**Provided text**
· · ·

Month: August 2017

Day 1 of Unemployment

Last night, at about 5:50pm in New York, I was asked to meet my managing director in a conference room to discuss a media plan I had been working on. I was already not thrilled to be at work, I knew today would be a “late day” and that I wouldn’t get home before 9pm. There was still much to be done and multiple media plans due the next day.

Instead, I was told not to worry about the plan. The company, as a whole, wasn’t doing well and no advertising money was coming in at the moment. As a Planner for the Sales Team I was well aware of their lack of incoming dollars, but stupidly assumed my job was safe; they needed both sales planners in order to handle the amount of proposals that were being created and distributed in order to combat this.

Apparently I was wrong.

Therefore, at 6:03pm last night, I gathered my snacks from out of my desk drawer, took my office sweater, and left without a word to anyone, never to return.

I can’t say I’m angry about how this went down. It was an unfortunate turn of events, especially because I have been discussing a new job with another company that won’t come to fruition until at least the end of September. But still, it’s a disappointing feeling knowing that you failed at something that takes up the majority of your time.

· · ·

**Given information**
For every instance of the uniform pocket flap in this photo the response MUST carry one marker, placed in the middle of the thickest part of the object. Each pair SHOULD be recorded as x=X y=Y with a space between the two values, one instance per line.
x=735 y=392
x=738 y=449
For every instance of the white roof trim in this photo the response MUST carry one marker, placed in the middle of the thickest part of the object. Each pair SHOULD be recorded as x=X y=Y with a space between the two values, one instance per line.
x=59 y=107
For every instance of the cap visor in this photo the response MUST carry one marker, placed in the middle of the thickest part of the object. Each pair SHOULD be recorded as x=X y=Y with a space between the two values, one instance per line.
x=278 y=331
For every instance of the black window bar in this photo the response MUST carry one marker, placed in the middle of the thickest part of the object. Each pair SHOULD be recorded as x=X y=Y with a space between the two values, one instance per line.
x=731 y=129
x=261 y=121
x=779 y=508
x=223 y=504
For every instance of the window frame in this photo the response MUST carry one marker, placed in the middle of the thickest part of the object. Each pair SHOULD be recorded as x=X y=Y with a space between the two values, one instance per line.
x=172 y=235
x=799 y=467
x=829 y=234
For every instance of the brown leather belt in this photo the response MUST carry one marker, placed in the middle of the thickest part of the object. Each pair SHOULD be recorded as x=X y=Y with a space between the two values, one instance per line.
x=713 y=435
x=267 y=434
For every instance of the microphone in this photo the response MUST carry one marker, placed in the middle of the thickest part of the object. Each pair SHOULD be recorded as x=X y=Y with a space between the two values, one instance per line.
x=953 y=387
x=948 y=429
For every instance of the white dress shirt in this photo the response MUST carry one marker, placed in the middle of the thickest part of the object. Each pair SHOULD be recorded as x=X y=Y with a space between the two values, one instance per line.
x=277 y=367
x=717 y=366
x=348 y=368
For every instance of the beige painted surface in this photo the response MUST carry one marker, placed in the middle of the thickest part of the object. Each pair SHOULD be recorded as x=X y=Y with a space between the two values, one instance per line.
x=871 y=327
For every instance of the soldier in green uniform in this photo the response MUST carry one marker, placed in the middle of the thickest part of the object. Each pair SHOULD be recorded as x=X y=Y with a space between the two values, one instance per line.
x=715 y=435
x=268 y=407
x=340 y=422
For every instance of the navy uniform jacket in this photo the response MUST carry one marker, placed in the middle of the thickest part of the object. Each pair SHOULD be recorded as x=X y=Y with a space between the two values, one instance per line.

· · ·

**Work to complete**
• A. In the post about the first day of unemployment, reproduce the stretch from "Instead, I was" through "I was wrong.", swapping "Sales Team" for "Marketing Team".
• B. In the post about the first day of unemployment, at what time did the writer leave the office after being let go?
• C. Continue the post about the first day of unemployment from its last sentence.

**Your written answers**
• A.
Instead, I was told not to worry about the plan. The company, as a whole, wasn’t doing well and no advertising money was coming in at the moment. As a Planner for the Marketing Team I was well aware of their lack of incoming dollars, but stupidly assumed my job was safe; they needed both sales planners in order to handle the amount of proposals that were being created and distributed in order to combat this.

Apparently I was wrong.

• B. At 6:03pm.

• C.
Slowly my team is sharing the news with the rest of the company. Last night as I was getting of the train I got my first “I’m sorry” text. I imagine it will be similar to when a family member dies, people will be awkward and tiptoe around the subject, afraid to be too direct and risk too much emotion at once.

But in reality, what am I to do?

Today is the Thursday before Labor Day weekend. If I would’ve known this would happen, I would have planned a trip. But that’s silly to say, since, if I would’ve known this would happen, things could have happened very differently.

So here I sit, with a shitty protein shake that I made this morning for breakfast, slowly trying to figure out what I want to do and where I want to go from here. Maybe a little traveling would be nice. All I know is that I have all the time in the world to write, so there goes that excuse.